* _Document_:

Designing A Simple Url Shortening Service A TinyURL Approach - System Design

System requirements

Functional:

user submits long url, gets short url back
user navigates to long url, gets redirected to short url
track analytics for clicked links
custom short url value

out of scope:

editing previous redirects
authentication
display analytics

Non-Functional:

List non-functional requirements for the system...

high availability >> consistency
fast creation and resolution of redirects, < 100ms
scalable to handle surges in traffic and growth

Capacity estimation

dau

500M internet users
1% user url shorteners
20% market share
1 url shortened per day
1M DAU for writes
10 tps
10:1 read/write ratio
100 qps

storage

1M redirects saved per day
1K for redirect & short url etc
1GB data per day
*2 for redundancy
*2 for backups
400 day/year
1.6 TB per year

API design

create redirect:

POST /api/v1/redirect/create

body: {

long_url: string,

short_path?: string,

}

response: {

short_path: string,

}

error: 409, short_path already exists

GET /:short_path

=> 302 temporary redirect to long url

error => 404 not found

note: 302 instead of 301 for better analytics. trade-off higher load

Database design

short_url

short_path: string (primary key)
long_url: string
click_count: int

High-level design

You should identify enough components that are needed to solve the actual problem from end to end. Also remember to draw a block diagram using the diagramming tool to augment your design...

Request flows

create redirect:

POST /api/v1/redirect/create
API Gateway -> LB -> Shorten Service
generate short_path if not provided
write to DB if not exist
success?
reply to user
fail?
error message to user if custom short_path
retry N times if generated short_path, else error message to user

consume redirect

GET /:short_path
AG -> LB -> Redirect Service
aggregate click count

Detailed component design

unique short_url generation:

use lower case + digits for easy typing: 26+10 = base 36
8 chars at base 36 will give about 3T possibilities
3M days at 1M per day
=> low chance of conflict and retries
can ensure uniqueness across nodes by generating from:
8 bits for server id
40 bits for timestamp
16 bits for increment reset every second
=> convert to base 36

scale write speeds:

for better write speeds can partition or shard DB on :short_path
when sharding, we can partition by hash ranges to avoid short_path conflicts across shards

scale read speeds:

read replicas
cache for redirect service

click aggregator:

send click info to durable stream like kafka
worker aggregates clicks for short urls and batch updates click_count in db

Trade offs/Tech choices

postgres for DB, optimized for read vs writes.
key-value store like DynamoDB could've also easily worked
SQL allows transactions or more complex queries for future updates
data is highly structured and app is read-heavy, also suitable for b-tree DB

hash

only lower case. upper case would give base 62 and allow for shorter urls
but only 1 character shorter and much worse UX for user, especially mobile bc random uppercase chars can be tedious to type

Availability >> Consistency for reads

eventual consistency is acceptable for handling redirects
unavailable service would have much worse UX than temporarily stale data

Consistency >> Availability for writes

not acceptable to ignore :short_path conflict
users should have confidence that their :short_path wasn't reused by other users
reads are eventually consistent, which is a good trade-off since it allows higher availability.

Failure scenarios/bottlenecks

write speeds can be a bottle neck
prioritizing availability over consistency, users can get temporarily stale data

Future improvements

can improve write speeds with partitioning
allow editing urls
more advanced analytics

* _Records supplied_:
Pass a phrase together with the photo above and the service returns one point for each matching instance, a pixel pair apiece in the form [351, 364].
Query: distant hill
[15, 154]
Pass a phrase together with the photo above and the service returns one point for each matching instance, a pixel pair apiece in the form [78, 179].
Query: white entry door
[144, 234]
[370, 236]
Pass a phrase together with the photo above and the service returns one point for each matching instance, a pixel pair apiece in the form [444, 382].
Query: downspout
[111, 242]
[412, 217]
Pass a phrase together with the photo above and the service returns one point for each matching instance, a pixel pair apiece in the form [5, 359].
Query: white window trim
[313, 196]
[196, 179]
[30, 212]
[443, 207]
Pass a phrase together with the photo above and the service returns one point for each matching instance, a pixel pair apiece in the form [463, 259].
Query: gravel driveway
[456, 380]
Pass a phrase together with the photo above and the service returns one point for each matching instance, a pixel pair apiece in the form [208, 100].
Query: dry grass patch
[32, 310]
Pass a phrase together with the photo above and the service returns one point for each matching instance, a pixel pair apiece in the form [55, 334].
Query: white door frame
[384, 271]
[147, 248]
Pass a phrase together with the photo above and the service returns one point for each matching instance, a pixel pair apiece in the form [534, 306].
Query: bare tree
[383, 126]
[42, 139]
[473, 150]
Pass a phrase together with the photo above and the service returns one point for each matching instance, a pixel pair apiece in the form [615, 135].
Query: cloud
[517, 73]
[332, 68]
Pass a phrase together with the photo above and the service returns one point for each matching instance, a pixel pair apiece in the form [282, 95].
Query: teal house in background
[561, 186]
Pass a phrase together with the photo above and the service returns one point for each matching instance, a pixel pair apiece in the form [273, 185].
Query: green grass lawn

--

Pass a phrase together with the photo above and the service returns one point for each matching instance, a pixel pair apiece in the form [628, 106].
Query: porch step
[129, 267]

* _Objectives_:
A. Which database does the URL shortener design choose?
B. Please return, word for word, the passage of the URL shortener design from "note: 302 instead" up to and including "augment your design...".

* _Per-task answers_:
A. Postgres.

B.
note: 302 instead of 301 for better analytics. trade-off higher load

Database design

short_url

short_path: string (primary key)
long_url: string
click_count: int

High-level design

You should identify enough components that are needed to solve the actual problem from end to end. Also remember to draw a block diagram using the diagramming tool to augment your design...